Exercise prompt: Convert the lines below into a numbered list, omitting any blank lines.

Listing:
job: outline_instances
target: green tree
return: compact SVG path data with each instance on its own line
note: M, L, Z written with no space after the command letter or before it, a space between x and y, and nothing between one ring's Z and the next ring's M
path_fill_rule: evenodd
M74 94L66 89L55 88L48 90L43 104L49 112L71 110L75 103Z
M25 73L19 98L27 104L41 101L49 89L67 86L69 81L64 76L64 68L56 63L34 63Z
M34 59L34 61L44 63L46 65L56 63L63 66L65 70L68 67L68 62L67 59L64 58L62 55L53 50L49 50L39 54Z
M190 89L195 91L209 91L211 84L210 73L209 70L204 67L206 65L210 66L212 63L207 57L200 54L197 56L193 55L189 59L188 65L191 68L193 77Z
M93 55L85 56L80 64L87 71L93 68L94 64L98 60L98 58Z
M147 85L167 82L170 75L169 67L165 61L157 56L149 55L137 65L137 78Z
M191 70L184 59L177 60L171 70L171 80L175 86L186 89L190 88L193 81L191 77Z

Result of this task:
1. job: outline_instances
2. target: green tree
3. return: compact SVG path data with each instance on its own line
4. note: M, L, Z written with no space after the command letter or before it, a space between x and y, and nothing between one ring's Z and the next ring's M
5. path_fill_rule: evenodd
6. M74 94L66 89L55 88L48 90L43 104L49 112L71 110L75 103Z
7. M25 73L19 98L27 104L41 101L49 89L67 86L69 81L64 76L64 68L56 63L34 63Z
8. M34 59L34 61L44 63L46 65L56 63L63 66L65 70L68 67L68 62L67 59L64 58L62 55L53 50L49 50L39 54Z
9. M190 89L195 91L209 91L211 84L210 73L209 70L204 67L206 65L210 66L212 63L207 57L200 54L197 56L193 55L189 59L188 65L191 68L193 77Z
10. M93 55L85 56L80 64L87 71L93 68L94 64L98 60L98 58Z
11. M147 85L167 82L170 75L169 67L165 61L157 56L149 55L137 65L137 78Z
12. M191 70L184 59L177 60L171 70L171 80L175 86L186 89L190 88L193 81L191 77Z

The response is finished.